== What you are asked to do ==
Using the data that follows, report how many lines include "jacket"; output no other text.

[[ Exercise data open ]]

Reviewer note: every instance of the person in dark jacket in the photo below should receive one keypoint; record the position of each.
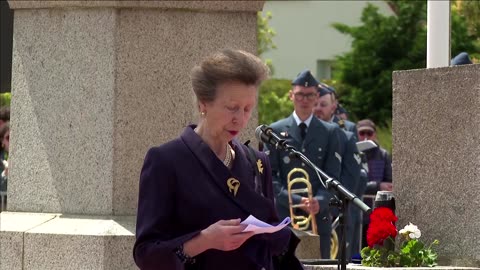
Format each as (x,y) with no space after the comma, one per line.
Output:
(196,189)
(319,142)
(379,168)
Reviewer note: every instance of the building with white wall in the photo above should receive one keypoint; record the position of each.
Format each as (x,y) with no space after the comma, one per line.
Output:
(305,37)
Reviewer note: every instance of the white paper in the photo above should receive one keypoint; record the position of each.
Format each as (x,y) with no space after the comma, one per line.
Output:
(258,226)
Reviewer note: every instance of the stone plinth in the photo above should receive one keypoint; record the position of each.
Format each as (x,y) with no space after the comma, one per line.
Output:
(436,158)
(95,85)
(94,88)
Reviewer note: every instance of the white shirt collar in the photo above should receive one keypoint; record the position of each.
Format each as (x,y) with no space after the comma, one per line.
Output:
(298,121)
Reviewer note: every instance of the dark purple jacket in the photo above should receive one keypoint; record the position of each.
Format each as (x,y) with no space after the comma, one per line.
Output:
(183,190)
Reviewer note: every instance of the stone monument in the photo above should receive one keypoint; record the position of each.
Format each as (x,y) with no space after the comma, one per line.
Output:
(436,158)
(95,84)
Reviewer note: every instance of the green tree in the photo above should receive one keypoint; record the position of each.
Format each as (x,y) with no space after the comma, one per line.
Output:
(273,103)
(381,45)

[[ Exercise data closed ]]
[[ Exercise data open ]]

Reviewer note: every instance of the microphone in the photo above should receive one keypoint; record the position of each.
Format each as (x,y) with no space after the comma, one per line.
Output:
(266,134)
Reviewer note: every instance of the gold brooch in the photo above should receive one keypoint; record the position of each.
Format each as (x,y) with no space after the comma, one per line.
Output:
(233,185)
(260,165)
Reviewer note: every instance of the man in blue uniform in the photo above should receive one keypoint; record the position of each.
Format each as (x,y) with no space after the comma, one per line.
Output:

[[ Exercise data closed ]]

== Expected output ==
2